WORK INSTRUCTION:
Output exactly the lines below, starting with the line that has "pixel 675 167" and going on through the line that has "Reviewer note: every instance of the wet", both included, and no other lines.

Natural-language object grounding data:
# # # # # # #
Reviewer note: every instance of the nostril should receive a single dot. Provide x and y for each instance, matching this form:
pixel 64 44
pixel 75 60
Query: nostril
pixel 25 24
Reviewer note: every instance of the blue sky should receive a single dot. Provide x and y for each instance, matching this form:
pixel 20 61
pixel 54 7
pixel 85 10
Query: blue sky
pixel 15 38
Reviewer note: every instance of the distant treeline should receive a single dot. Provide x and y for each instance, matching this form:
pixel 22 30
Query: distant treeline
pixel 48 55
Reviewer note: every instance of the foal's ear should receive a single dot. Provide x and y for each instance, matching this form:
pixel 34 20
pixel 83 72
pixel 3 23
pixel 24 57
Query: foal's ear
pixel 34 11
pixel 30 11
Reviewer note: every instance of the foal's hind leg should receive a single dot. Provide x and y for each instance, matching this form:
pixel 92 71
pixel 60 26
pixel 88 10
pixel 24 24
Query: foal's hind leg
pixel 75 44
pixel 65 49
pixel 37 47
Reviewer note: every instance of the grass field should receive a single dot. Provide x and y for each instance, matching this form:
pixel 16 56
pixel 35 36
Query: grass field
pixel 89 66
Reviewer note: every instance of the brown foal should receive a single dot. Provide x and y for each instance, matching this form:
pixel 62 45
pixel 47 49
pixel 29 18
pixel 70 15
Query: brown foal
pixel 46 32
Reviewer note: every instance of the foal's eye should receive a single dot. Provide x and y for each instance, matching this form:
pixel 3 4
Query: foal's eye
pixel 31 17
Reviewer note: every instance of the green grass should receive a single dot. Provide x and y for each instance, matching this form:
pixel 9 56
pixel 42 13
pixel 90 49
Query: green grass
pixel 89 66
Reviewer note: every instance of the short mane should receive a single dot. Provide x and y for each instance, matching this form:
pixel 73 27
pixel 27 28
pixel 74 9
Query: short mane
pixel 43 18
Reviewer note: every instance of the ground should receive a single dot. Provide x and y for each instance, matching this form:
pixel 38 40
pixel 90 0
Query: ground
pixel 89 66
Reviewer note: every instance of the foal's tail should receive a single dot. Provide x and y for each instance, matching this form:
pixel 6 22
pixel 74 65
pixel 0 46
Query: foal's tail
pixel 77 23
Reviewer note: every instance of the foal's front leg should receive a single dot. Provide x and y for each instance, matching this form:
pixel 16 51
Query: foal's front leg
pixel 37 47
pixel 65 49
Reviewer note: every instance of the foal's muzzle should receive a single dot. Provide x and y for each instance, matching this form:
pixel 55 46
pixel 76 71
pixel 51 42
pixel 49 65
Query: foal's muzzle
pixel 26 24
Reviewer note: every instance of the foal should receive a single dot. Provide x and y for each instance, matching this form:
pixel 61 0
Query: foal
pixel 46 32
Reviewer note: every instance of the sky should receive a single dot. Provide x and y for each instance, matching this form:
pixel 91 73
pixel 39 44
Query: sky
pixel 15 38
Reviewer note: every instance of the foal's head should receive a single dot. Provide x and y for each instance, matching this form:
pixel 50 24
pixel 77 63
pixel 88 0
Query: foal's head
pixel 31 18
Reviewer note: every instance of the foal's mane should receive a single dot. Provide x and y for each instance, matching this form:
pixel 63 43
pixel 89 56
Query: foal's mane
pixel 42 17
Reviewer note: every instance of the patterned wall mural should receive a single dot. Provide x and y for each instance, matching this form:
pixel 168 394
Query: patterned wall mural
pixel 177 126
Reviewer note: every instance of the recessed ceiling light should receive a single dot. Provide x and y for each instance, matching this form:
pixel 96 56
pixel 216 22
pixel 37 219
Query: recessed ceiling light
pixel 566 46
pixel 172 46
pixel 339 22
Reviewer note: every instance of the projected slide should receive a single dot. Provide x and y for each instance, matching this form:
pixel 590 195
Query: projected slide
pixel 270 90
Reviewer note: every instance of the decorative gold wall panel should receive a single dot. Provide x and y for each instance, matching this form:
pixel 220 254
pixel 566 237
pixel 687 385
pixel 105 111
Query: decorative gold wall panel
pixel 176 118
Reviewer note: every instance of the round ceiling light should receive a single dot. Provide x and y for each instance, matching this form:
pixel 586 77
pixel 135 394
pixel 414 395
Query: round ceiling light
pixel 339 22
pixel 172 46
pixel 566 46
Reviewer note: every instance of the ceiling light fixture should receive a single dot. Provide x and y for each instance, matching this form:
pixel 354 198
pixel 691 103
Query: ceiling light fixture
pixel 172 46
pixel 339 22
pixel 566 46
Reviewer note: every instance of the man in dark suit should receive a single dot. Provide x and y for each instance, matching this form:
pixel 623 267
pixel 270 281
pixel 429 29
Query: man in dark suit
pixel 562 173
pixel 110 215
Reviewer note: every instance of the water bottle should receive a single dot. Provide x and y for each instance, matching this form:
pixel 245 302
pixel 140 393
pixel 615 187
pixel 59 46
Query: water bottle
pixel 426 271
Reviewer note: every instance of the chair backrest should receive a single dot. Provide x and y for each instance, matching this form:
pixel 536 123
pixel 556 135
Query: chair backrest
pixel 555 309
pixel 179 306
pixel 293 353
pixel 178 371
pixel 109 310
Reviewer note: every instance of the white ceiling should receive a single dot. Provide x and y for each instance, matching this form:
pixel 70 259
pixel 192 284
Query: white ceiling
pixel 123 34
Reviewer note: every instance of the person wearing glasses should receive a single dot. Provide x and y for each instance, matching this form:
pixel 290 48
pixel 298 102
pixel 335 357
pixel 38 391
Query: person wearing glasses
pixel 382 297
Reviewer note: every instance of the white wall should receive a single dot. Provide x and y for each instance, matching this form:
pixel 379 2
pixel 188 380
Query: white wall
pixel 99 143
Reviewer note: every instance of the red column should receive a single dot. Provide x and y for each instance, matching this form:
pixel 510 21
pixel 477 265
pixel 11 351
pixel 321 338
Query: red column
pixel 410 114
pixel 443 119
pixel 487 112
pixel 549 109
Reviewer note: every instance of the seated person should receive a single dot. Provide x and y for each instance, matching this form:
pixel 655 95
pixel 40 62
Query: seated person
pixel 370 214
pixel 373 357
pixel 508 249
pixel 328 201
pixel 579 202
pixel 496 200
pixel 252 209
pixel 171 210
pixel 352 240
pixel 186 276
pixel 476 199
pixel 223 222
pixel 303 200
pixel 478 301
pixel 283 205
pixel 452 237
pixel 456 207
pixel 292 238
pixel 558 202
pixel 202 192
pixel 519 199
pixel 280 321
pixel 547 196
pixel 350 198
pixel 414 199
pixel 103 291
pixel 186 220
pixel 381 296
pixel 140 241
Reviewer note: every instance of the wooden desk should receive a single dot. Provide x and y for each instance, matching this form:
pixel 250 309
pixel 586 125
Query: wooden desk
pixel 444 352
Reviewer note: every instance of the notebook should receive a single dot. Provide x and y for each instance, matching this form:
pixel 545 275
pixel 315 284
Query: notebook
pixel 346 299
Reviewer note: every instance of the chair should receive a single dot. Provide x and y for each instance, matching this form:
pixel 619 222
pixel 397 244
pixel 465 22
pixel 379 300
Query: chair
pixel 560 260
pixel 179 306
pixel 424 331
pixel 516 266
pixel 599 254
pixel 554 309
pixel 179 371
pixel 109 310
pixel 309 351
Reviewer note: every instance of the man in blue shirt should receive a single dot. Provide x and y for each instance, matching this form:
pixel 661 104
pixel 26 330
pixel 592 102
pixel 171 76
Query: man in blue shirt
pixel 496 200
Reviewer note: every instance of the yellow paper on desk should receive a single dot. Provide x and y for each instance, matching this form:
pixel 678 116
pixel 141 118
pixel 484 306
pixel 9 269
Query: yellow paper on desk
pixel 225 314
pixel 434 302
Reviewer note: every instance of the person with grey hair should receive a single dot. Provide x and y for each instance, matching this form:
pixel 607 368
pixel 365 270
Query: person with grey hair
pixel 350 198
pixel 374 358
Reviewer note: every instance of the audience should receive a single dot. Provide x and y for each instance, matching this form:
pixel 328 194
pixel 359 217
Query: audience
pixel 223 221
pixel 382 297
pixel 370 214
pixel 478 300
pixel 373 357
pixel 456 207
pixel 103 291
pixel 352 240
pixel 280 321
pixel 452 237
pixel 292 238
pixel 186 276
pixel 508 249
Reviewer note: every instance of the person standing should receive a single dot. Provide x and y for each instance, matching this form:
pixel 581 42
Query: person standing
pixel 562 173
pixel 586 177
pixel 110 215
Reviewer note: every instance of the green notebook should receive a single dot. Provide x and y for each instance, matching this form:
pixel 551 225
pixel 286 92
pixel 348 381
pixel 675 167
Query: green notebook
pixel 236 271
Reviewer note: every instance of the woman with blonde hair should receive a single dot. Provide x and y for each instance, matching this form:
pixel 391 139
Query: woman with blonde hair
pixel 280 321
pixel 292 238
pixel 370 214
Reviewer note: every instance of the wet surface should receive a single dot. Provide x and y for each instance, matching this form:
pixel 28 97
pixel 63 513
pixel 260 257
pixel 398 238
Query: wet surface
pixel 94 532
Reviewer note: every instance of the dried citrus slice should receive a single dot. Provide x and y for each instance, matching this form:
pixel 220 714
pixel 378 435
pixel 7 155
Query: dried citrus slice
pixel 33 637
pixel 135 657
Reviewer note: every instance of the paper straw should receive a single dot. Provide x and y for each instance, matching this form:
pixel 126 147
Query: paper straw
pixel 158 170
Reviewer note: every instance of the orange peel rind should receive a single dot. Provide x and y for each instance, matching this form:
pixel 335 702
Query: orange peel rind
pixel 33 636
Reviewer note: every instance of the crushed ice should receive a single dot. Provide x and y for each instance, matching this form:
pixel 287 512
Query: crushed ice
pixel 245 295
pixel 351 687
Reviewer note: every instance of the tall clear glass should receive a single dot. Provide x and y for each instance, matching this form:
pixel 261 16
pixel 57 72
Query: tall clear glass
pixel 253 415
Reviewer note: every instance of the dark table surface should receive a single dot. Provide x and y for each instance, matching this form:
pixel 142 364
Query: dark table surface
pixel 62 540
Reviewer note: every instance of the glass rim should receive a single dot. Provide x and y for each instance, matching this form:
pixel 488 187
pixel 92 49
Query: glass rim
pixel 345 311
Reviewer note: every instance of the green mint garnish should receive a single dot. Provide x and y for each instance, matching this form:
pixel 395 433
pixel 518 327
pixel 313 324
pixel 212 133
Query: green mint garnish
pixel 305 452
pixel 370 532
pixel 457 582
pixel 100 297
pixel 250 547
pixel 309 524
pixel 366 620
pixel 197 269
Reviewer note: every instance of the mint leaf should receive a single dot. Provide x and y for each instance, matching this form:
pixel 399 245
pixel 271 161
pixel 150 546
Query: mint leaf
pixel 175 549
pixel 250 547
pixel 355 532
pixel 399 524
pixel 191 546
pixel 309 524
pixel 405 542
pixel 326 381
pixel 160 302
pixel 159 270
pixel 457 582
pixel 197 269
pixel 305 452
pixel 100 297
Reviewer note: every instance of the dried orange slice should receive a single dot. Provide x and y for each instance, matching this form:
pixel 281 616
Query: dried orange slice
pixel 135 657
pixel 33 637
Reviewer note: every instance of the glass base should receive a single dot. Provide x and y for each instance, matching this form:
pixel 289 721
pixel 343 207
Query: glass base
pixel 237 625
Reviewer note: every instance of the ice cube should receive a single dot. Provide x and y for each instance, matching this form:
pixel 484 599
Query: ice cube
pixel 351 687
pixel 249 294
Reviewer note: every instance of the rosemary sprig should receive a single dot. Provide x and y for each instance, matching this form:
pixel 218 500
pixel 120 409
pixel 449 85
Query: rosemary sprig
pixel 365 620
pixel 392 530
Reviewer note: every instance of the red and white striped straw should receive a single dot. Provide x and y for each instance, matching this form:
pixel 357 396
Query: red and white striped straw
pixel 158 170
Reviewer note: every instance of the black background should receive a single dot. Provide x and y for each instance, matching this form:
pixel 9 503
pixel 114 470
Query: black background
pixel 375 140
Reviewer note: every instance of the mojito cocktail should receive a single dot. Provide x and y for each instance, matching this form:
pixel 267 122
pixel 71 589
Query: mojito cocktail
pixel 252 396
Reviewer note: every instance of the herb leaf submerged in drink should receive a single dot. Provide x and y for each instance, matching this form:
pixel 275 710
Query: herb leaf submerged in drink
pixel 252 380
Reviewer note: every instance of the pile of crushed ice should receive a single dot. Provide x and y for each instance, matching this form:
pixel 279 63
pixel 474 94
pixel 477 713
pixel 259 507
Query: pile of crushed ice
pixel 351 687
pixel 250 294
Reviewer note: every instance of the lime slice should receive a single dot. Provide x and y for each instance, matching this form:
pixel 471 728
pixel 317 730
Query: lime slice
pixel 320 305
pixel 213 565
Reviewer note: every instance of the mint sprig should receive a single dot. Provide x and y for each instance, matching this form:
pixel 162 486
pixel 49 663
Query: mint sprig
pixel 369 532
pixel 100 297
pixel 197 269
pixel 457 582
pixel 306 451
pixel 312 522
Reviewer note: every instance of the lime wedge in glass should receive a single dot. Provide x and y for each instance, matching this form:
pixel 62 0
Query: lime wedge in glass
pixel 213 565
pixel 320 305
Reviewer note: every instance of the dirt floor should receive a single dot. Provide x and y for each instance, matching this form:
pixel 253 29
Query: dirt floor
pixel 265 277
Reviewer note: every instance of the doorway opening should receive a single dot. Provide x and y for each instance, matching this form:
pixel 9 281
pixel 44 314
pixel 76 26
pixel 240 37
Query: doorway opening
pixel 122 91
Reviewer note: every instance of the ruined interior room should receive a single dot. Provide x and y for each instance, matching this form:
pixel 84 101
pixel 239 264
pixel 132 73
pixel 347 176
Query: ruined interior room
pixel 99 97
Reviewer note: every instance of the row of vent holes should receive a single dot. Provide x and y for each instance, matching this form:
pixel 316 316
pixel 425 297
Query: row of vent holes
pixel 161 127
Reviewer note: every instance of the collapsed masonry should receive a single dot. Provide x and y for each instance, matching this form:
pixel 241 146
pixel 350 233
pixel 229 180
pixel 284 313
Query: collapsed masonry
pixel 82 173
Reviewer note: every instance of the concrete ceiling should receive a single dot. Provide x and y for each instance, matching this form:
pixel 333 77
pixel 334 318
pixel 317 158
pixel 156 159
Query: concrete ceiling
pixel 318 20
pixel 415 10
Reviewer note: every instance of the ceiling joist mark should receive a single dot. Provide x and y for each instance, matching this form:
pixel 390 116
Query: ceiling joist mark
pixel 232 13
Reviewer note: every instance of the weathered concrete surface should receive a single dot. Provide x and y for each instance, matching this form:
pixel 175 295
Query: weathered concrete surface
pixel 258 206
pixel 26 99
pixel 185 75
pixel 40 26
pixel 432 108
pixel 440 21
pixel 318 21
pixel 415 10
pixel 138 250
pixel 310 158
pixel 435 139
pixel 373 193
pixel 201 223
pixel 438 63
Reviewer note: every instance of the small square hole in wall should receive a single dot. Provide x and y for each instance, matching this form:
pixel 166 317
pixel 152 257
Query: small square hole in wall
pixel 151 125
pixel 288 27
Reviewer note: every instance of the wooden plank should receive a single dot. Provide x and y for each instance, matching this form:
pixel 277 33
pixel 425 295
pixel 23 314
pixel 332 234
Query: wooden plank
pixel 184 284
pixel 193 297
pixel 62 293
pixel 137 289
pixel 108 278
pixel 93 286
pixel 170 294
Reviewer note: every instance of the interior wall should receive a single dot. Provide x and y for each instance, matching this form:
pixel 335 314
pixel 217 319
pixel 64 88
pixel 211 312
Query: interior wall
# # # # # # #
SOLVED PROBLEM:
pixel 675 167
Query: green notebook
pixel 236 271
Reviewer note: every instance of the woman with blonde hair should receive a single dot. Provide x and y for each instance, matching this form:
pixel 391 139
Query: woman with blonde hair
pixel 280 321
pixel 292 238
pixel 370 214
Reviewer note: every instance of the wet surface should receive a single dot. Provide x and y for each instance, matching this form:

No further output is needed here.